■ Extracted text:
Why should councils provide provide charging points; they don't provide petrol stations. 

That's true they don't provide petrol stations. OTOH, if government policy is to push people to go electric, then it needs a political will, and (public?) resources, to make it happen. It depends on how you see the role of government in the push to cleaner transport.

TBH, I like driving my car, and where I am there's next to no other option, but if we really want to save the planet then we need to dissuade people from using cars and on to mass transport.

  • Like 1
Posted

The irony is here, road mass transit seems to be far more polluting than cars - For instance, all the old diesel busses and taxis in London are exempt from any of the emissions controls the rest of us are subject to, and even more telling when there was that bus strike some years ago, the air quality in London increased noticeably and dramatically - Far more so than any of the congestion or ULEZ zones have done.

Somehow even the exhaust on the newer diesel busses smells worse than the older ones - Rumour has it the hybrid part fails and is too expensive to repair so they run them as straight diesel, but because the diesel engines are smaller they are worked much harder.

 

Posted

AndrueC, I have no issue with plugging the car in for an hour every day or two if I have a convenient home charge point. 

The issue is running the cable across a pavement and then recovering it each time. 

Council charge points come at a cost. I don't see lots of on street charging as economical.  In a perfect world every kerb side parking bay would have a charger but they would only be in use part of the day. 

Providing chargers in a car park would still require users to move their car after it is charged. 

Given a home charging point costs about £1,000 a more robust public one could cost several times more.  

  • Like 2
Posted
11 minutes ago, Roy124 said:

Providing chargers in a car park would still require users to move their car after it is charged. 

The idea here is if every bay has a charger, people just charge while they shop; No need to plug in at one at the other end of the car park, start shopping, come out half way to move the car, then continue shopping again.

■ Tasks for this exercise:
A – Translate this sentence from the charging-point discussion into Spanish: "The issue is running the cable across a pavement and then recovering it each time."
B – Answer these questions using the charging-point discussion:
(i) About how much does a home charging point cost?
(ii) What happened to the air quality in London during the bus strike?
(iii) How long and how often would the writer who addresses AndrueC be fine plugging the car in, given a convenient home charge point?

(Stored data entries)
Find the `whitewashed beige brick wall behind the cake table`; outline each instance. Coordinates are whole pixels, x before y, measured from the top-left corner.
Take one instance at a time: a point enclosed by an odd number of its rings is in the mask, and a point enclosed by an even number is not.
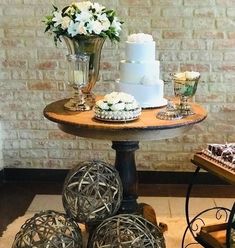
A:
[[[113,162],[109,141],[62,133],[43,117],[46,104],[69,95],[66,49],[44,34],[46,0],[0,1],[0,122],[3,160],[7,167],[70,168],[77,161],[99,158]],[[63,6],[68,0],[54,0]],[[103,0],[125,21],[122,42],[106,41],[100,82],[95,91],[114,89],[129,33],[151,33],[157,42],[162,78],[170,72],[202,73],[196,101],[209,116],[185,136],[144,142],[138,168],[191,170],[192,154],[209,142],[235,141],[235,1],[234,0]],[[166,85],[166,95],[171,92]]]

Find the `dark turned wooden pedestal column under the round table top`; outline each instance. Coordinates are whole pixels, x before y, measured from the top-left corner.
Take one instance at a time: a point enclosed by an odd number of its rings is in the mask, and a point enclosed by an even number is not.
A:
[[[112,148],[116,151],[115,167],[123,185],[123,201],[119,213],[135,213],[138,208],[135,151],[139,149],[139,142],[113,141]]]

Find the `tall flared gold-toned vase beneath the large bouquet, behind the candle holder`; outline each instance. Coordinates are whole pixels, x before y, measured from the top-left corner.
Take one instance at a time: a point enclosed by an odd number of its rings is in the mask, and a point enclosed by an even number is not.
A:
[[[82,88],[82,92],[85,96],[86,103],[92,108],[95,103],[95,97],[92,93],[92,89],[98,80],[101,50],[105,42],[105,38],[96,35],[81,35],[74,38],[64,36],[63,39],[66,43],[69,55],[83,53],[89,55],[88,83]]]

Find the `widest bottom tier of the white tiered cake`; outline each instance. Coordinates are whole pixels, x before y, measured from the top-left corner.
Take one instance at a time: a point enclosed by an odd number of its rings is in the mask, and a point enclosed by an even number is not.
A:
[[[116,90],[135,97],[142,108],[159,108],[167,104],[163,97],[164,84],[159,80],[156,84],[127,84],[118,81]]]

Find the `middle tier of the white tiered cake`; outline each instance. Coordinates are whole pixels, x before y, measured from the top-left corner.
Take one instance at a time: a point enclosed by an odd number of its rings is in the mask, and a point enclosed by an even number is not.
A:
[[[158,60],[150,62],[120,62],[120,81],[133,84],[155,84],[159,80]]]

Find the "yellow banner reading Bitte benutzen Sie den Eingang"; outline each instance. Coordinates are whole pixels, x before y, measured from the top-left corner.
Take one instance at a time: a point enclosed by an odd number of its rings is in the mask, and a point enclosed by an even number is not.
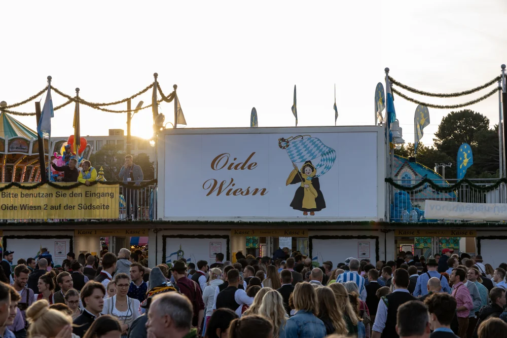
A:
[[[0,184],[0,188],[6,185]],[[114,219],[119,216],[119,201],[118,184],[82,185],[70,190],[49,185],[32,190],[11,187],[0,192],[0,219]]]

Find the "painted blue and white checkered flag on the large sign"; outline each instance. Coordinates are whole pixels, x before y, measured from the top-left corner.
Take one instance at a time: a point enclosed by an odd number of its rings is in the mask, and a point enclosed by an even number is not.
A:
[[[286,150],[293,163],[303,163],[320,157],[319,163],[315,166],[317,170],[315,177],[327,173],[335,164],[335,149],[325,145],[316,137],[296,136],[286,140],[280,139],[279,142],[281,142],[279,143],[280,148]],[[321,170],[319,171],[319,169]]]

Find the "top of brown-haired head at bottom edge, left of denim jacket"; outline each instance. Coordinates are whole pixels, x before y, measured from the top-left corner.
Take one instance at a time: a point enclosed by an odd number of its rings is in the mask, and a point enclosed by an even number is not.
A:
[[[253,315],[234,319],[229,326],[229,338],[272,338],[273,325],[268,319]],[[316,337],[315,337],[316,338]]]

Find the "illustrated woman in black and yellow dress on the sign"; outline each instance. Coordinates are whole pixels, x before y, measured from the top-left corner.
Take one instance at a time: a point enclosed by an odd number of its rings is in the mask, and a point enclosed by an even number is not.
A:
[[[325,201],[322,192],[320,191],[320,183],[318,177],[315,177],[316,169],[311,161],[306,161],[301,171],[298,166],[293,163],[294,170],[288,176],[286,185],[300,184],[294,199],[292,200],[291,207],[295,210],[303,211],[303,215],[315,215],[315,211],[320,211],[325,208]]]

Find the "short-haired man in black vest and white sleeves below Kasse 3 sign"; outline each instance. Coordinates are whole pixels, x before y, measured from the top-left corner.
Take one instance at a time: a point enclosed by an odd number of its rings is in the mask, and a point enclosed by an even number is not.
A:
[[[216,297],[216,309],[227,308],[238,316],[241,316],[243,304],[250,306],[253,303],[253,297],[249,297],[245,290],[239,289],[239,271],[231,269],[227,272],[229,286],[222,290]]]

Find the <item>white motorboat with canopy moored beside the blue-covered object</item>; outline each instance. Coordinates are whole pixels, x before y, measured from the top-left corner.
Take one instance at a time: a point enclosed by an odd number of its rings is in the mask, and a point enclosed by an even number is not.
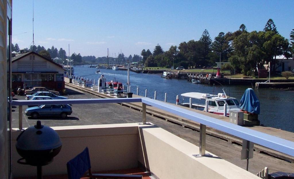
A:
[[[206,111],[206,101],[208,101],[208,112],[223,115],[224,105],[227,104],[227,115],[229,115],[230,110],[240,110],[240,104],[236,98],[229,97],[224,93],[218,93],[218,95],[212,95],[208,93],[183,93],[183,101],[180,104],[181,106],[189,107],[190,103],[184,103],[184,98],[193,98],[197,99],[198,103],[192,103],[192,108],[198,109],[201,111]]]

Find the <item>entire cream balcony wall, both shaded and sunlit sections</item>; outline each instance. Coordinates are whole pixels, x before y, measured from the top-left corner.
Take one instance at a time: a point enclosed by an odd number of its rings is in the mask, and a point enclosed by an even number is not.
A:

■ Answers to this exercise:
A – El problema es pasar el cable por la acera y luego recogerlo cada vez.

B –
(i) About £1,000.
(ii) It improved noticeably and dramatically.
(iii) For an hour every day or two.